DATASET RECORDS —
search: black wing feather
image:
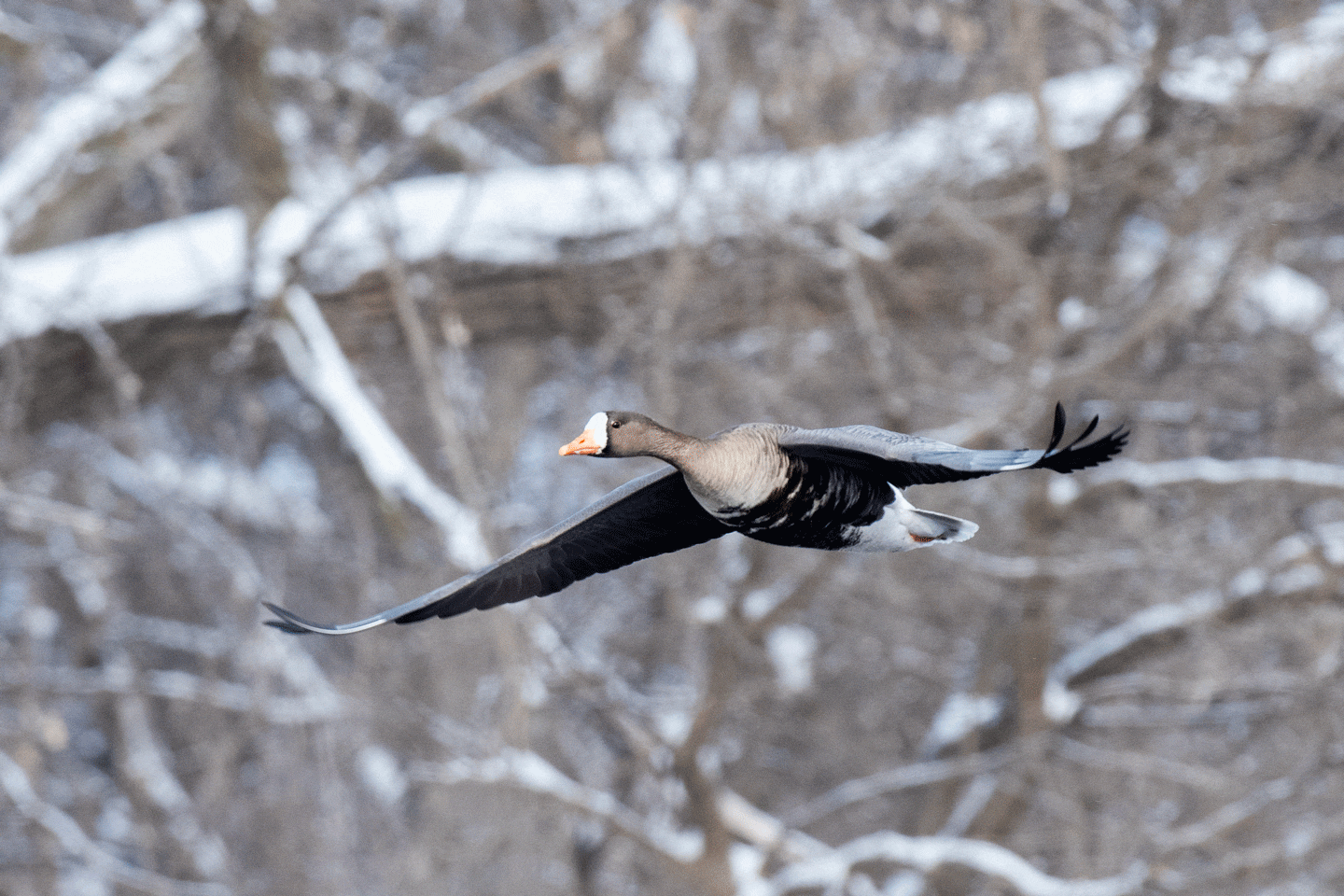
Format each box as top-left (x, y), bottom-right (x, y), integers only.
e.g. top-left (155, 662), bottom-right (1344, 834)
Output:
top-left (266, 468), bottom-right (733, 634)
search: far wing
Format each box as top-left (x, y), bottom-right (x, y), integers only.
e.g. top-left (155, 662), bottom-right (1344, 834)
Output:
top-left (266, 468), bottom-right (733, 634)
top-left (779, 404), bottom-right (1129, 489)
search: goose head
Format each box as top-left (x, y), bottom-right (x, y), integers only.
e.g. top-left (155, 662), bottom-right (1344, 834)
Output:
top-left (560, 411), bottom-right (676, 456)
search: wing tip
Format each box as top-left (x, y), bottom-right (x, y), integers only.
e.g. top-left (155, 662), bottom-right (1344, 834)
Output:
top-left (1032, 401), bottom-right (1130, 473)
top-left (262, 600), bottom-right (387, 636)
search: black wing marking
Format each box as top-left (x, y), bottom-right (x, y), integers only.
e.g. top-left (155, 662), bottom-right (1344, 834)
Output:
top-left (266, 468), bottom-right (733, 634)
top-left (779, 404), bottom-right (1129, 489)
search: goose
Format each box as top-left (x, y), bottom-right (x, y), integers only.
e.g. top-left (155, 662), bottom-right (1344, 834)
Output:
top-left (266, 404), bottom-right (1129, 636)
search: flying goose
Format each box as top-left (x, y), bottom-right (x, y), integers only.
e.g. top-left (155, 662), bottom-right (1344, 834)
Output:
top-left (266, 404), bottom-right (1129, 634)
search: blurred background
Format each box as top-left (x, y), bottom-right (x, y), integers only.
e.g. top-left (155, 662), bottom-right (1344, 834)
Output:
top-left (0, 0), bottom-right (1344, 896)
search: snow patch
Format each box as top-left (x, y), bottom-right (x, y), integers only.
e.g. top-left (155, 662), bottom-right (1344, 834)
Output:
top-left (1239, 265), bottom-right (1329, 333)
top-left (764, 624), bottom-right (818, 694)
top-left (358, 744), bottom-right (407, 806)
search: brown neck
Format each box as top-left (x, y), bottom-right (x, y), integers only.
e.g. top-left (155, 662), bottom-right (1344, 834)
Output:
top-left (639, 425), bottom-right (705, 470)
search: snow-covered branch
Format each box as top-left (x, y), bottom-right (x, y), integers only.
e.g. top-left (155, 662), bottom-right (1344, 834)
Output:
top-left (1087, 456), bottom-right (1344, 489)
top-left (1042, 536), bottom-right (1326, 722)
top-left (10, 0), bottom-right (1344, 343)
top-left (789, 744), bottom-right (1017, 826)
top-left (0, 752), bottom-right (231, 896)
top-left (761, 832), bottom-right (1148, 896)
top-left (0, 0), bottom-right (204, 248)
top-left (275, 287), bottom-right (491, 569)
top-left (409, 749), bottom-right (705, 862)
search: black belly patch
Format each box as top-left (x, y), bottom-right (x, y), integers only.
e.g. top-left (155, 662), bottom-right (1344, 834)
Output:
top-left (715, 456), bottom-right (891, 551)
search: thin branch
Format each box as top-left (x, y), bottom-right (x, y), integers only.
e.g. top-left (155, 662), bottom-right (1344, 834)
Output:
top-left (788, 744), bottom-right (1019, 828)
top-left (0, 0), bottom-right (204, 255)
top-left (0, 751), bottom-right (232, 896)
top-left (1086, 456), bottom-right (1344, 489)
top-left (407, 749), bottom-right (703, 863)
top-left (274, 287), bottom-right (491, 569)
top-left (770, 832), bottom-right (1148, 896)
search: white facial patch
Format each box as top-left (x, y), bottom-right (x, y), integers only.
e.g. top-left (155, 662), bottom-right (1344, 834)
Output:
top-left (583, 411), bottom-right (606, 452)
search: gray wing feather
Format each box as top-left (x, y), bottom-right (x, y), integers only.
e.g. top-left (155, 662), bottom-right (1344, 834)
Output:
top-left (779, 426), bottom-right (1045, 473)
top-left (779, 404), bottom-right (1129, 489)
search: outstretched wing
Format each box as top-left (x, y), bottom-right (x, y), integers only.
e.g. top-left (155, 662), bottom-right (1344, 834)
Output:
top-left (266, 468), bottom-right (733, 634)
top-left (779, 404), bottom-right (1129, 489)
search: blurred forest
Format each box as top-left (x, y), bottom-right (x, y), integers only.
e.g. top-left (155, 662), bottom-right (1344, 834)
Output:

WHAT TO PRODUCE — Could you output every line of the items above as a JSON list of strings, one string per line, with blank lines and the picture left out?

SOLUTION TO THE PROBLEM —
[
  "search: black wing feather",
  "image:",
  "Format each box as top-left (x, y), bottom-right (x, y), integers only.",
  "e.g. top-left (155, 662), bottom-right (1344, 834)",
  "Output:",
  "top-left (266, 468), bottom-right (733, 634)",
  "search: far wing",
  "Format each box as top-left (x, y), bottom-right (x, y), integers only.",
  "e.g. top-left (155, 662), bottom-right (1344, 834)",
  "Output:",
  "top-left (266, 468), bottom-right (733, 634)",
  "top-left (779, 404), bottom-right (1129, 489)",
  "search: goose head",
  "Format each box as top-left (x, y), bottom-right (x, y), integers only.",
  "e.g. top-left (155, 662), bottom-right (1344, 834)",
  "Output:",
  "top-left (560, 411), bottom-right (676, 456)",
  "search: wing tip",
  "Format each box as top-left (x, y), bottom-right (x, y), integers only.",
  "e.g. top-left (155, 662), bottom-right (1344, 834)",
  "Output:",
  "top-left (1032, 401), bottom-right (1130, 473)",
  "top-left (262, 600), bottom-right (387, 636)",
  "search: black wing marking",
  "Format each box as top-left (x, y), bottom-right (x, y), integers only.",
  "e.g. top-left (155, 662), bottom-right (1344, 834)",
  "Output:",
  "top-left (266, 468), bottom-right (733, 634)",
  "top-left (779, 404), bottom-right (1129, 489)",
  "search: goose",
  "Format each box as top-left (x, y), bottom-right (x, y), integers only.",
  "e.g. top-left (155, 662), bottom-right (1344, 834)",
  "Output:",
  "top-left (266, 404), bottom-right (1129, 636)",
  "search: flying goose",
  "Format each box as top-left (x, y), bottom-right (x, y), integers only.",
  "e.g. top-left (155, 662), bottom-right (1344, 834)",
  "Output:",
  "top-left (266, 404), bottom-right (1129, 634)",
  "search: blurred background",
  "Format each box as top-left (x, y), bottom-right (x, y), integers only.",
  "e.g. top-left (155, 662), bottom-right (1344, 834)",
  "Output:",
  "top-left (0, 0), bottom-right (1344, 896)",
  "search: snow patch",
  "Format each box as top-left (x, y), bottom-right (x, y), integers only.",
  "e.g. top-left (155, 662), bottom-right (1344, 834)",
  "Output:",
  "top-left (1239, 265), bottom-right (1329, 333)",
  "top-left (764, 624), bottom-right (818, 694)",
  "top-left (358, 744), bottom-right (407, 806)",
  "search: brown neck",
  "Format each box as top-left (x, y), bottom-right (x, y), integers only.",
  "e.g. top-left (155, 662), bottom-right (1344, 834)",
  "Output:",
  "top-left (639, 425), bottom-right (705, 470)",
  "search: snow-covered branch",
  "Format each box as top-left (x, y), bottom-right (x, y), integers only.",
  "e.g. top-left (155, 662), bottom-right (1344, 834)",
  "Output:",
  "top-left (1087, 456), bottom-right (1344, 489)",
  "top-left (1042, 536), bottom-right (1326, 722)",
  "top-left (10, 0), bottom-right (1344, 343)",
  "top-left (789, 744), bottom-right (1017, 826)",
  "top-left (0, 752), bottom-right (231, 896)",
  "top-left (761, 832), bottom-right (1148, 896)",
  "top-left (0, 0), bottom-right (204, 248)",
  "top-left (275, 287), bottom-right (491, 569)",
  "top-left (409, 749), bottom-right (705, 862)",
  "search: black belly patch",
  "Format each box as top-left (x, y), bottom-right (x, y), integers only.",
  "e.g. top-left (155, 662), bottom-right (1344, 834)",
  "Output:",
  "top-left (715, 456), bottom-right (891, 551)",
  "search: thin branch",
  "Format each box as top-left (x, y), bottom-right (x, y), integers only.",
  "e.g. top-left (155, 662), bottom-right (1344, 834)",
  "Output:",
  "top-left (788, 744), bottom-right (1019, 828)",
  "top-left (0, 0), bottom-right (204, 255)",
  "top-left (0, 751), bottom-right (232, 896)",
  "top-left (1086, 456), bottom-right (1344, 489)",
  "top-left (407, 749), bottom-right (703, 863)",
  "top-left (274, 287), bottom-right (491, 569)",
  "top-left (770, 832), bottom-right (1148, 896)",
  "search: white facial patch",
  "Format each box as top-left (x, y), bottom-right (x, y), integers only.",
  "e.g. top-left (155, 662), bottom-right (1344, 834)",
  "Output:",
  "top-left (583, 411), bottom-right (606, 452)",
  "search: gray wing feather",
  "Format each box as top-left (x, y), bottom-right (x, y), integers only.",
  "e.g. top-left (155, 662), bottom-right (1344, 834)",
  "Output:",
  "top-left (779, 426), bottom-right (1045, 473)",
  "top-left (779, 404), bottom-right (1129, 489)",
  "search: outstretched wing",
  "Format each box as top-left (x, y), bottom-right (x, y), integers only.",
  "e.g. top-left (155, 662), bottom-right (1344, 834)",
  "Output:",
  "top-left (266, 468), bottom-right (733, 634)",
  "top-left (779, 404), bottom-right (1129, 489)",
  "search: blurred forest",
  "Format each box as top-left (x, y), bottom-right (x, y), integers only.",
  "e.g. top-left (155, 662), bottom-right (1344, 834)",
  "Output:"
]